Aim: Render everything from the line containing "Target: parrot eye" down through the end of the listing below as a JSON list of strings, with one string per line and blank lines left out.

Recorded data
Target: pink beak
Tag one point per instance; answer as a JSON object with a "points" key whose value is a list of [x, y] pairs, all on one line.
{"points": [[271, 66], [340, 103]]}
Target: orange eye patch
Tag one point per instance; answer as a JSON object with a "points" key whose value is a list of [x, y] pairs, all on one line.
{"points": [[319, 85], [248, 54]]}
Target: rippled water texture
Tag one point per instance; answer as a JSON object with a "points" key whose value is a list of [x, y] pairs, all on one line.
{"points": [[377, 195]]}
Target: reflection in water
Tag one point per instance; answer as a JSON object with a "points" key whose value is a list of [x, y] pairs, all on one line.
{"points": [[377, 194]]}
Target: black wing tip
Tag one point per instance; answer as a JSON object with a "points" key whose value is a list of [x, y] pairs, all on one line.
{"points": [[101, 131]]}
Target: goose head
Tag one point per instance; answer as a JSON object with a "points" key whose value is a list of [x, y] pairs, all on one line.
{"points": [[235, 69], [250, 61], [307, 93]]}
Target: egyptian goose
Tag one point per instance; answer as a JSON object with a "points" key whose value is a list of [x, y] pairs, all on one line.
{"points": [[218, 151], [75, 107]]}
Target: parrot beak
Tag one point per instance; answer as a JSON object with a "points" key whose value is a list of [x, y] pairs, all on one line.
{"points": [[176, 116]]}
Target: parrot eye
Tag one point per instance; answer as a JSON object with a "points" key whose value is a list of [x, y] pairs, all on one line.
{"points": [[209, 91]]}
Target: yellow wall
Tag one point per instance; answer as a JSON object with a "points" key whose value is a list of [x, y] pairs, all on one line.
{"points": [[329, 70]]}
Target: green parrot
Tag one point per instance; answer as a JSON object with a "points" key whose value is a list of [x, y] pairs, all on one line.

Completed exercise:
[
  "Target: parrot eye",
  "Tag one point per instance; answer as a JSON object with a \"points\" key whose value is a list of [x, y] pairs, all on one line.",
  "{\"points\": [[209, 91]]}",
  "Target: yellow wall",
  "Tag one point per instance; answer as a JSON object with a \"points\" key whose value is a list of [x, y] pairs, all on one line.",
  "{\"points\": [[329, 70]]}",
  "Target: green parrot",
  "Tag one point per instance; answer as a JSON object with a \"points\" key whose value is a list of [x, y] pairs, all on one line."
]